- _Work to be completed_
Reproduce every one of the following entries verbatim, line for line.

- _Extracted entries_
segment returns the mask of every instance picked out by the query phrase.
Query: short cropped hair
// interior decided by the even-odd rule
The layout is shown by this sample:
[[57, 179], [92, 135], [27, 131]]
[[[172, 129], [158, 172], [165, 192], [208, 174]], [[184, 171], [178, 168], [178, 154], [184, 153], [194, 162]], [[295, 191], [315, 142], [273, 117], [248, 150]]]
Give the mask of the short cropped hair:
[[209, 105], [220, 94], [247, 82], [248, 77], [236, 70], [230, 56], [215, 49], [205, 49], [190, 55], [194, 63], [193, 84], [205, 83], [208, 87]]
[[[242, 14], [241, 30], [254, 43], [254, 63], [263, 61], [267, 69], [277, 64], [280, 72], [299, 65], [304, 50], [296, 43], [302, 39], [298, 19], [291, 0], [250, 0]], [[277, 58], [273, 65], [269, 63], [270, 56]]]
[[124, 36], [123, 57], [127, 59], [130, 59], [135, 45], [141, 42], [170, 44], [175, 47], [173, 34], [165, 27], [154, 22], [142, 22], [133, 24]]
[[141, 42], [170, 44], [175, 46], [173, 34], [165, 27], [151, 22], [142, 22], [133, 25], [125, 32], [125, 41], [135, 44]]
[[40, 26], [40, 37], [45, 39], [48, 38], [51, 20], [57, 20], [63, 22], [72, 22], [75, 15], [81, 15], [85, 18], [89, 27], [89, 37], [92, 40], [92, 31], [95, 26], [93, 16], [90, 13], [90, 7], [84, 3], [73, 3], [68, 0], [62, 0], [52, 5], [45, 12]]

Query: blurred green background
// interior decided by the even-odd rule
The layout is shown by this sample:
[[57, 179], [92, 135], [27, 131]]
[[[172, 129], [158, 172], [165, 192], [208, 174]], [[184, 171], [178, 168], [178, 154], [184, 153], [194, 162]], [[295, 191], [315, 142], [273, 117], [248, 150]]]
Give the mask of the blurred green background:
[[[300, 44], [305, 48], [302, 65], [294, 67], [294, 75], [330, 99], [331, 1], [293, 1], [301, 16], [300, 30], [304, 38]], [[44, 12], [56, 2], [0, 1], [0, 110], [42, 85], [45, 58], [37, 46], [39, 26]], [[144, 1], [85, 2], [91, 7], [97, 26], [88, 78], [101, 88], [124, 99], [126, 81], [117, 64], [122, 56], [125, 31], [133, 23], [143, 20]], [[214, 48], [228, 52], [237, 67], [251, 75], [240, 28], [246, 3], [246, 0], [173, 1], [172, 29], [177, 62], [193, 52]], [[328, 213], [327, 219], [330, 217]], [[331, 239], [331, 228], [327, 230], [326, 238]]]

- _Reply to the exercise_
segment returns the mask of every instance picked out by the query phrase.
Query: short cropped hair
// interior decided by the even-odd rule
The layout is shown by this sample:
[[57, 179], [92, 135], [27, 131]]
[[[172, 129], [158, 172], [165, 192], [208, 174]], [[184, 171], [178, 168], [178, 154], [184, 153], [194, 162]], [[295, 191], [315, 142], [273, 117], [248, 150]]]
Give the mask of the short cropped hair:
[[209, 105], [220, 94], [247, 82], [248, 77], [236, 70], [230, 56], [215, 49], [205, 49], [190, 55], [194, 63], [193, 84], [205, 83], [208, 87]]
[[[242, 14], [241, 30], [254, 43], [254, 63], [263, 61], [267, 69], [277, 64], [280, 72], [299, 65], [304, 50], [296, 43], [302, 39], [298, 19], [291, 0], [250, 0]], [[277, 58], [273, 65], [269, 63], [270, 56]]]
[[124, 36], [123, 57], [127, 59], [130, 59], [135, 45], [141, 42], [170, 44], [175, 47], [173, 34], [165, 27], [154, 22], [142, 22], [133, 24]]
[[141, 42], [170, 44], [175, 46], [173, 34], [165, 27], [151, 22], [142, 22], [133, 25], [125, 32], [125, 41], [135, 44]]
[[40, 26], [40, 37], [45, 39], [48, 38], [51, 20], [57, 20], [63, 22], [72, 22], [75, 15], [81, 15], [85, 18], [89, 27], [89, 37], [92, 40], [92, 31], [95, 26], [93, 16], [90, 13], [90, 7], [84, 3], [73, 3], [68, 0], [62, 0], [52, 5], [45, 12]]

Query: blurred green background
// interior decided by the even-odd rule
The layout is shown by this sample:
[[57, 179], [92, 135], [27, 131]]
[[[172, 129], [158, 172], [165, 192], [208, 174]], [[184, 171], [178, 168], [178, 154], [184, 153], [194, 162]], [[295, 191], [315, 142], [273, 117], [248, 150]]]
Give the mask of the blurred green background:
[[[300, 44], [305, 48], [302, 65], [294, 67], [294, 75], [330, 99], [331, 1], [293, 1], [301, 16], [300, 30], [304, 38]], [[44, 12], [56, 2], [0, 1], [0, 110], [42, 85], [45, 58], [37, 46], [39, 26]], [[144, 1], [85, 2], [91, 7], [97, 26], [88, 78], [101, 88], [124, 99], [126, 81], [117, 64], [122, 56], [125, 31], [133, 23], [143, 20]], [[214, 48], [228, 52], [237, 67], [251, 75], [240, 28], [246, 3], [246, 0], [173, 1], [172, 29], [177, 62], [193, 52]], [[328, 213], [327, 219], [330, 217]], [[331, 239], [331, 228], [327, 230], [326, 238]]]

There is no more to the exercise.